Extend the forum thread about Pennsylvania campgrounds, picking up right after its last line.
*** Exercise text Section Begins ***
# Pennsylvania Campgrounds



## gettebrian (Mar 14, 2004)

Interested in campgrounds in the Lancaster, Amish Country, Poconos and Gettysburg areas.
Thank you for your time.

Georgette Keenan


----------



## TonyO (Mar 15, 2004)

Pennsylvania Campgrounds

For Gettysburg, I would suggest Drummer Boy campground. Its large. and rustic. We were happy with that one in that area. Also. your close to the attractions.


----------



## gpm (Mar 17, 2004)

Pennsylvania Campgrounds

I agree. Drummer Boy is great. Currently, they are expanding and adding approximately 50 more full hook ups and some cabins. My understanding cable will be available. They already have cable on their existing sites. In Landcaster, you should consider, Spring Gultch and White Oak Campground. Happy Camping.


----------



## Snipman4 (Apr 9, 2004)

Pennsylvania Campgrounds

For the Poconos, I use Jim Thorpe Campground.....


----------



## April (Jul 26, 2004)
*** Exercise text Section Ends ***
*** Source information Section Begins ***
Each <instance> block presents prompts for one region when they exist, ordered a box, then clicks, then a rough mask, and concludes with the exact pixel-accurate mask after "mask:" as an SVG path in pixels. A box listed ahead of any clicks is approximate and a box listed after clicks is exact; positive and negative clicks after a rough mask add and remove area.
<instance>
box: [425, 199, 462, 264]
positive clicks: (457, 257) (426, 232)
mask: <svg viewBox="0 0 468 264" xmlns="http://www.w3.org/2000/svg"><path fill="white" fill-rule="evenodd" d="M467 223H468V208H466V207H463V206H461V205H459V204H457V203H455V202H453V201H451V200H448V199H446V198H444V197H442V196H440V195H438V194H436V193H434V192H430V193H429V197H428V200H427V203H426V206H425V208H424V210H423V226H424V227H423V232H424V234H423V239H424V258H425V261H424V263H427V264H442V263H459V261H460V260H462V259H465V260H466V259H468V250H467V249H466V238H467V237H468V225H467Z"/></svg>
*** Source information Section Ends ***
*** Source information Section Begins ***
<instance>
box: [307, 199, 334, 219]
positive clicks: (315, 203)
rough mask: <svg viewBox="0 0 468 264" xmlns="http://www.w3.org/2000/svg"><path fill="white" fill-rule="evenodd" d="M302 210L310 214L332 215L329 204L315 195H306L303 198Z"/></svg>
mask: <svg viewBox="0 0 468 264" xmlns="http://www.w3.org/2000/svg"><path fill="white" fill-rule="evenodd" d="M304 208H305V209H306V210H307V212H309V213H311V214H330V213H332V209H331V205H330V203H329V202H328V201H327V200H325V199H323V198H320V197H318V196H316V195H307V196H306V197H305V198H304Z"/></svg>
*** Source information Section Ends ***
> Written reply:
Pennsylvania Campgrounds

Hi,
We have a favorite campground in the Lancaster county, PA area.  It is called Red Run Campground.  It is a very family oriented, safe, clean and well maintained campground.  The folks there are just so wonderful we go as often as possible and wouldn't contemplate staying else where when in Lancaster.  They offer lots of fun weekend themes all season long.  They have a website:  www.redruncampground.com...Check them out!! 
Happy Camping!!
~April


----------



## April (Jul 26, 2004)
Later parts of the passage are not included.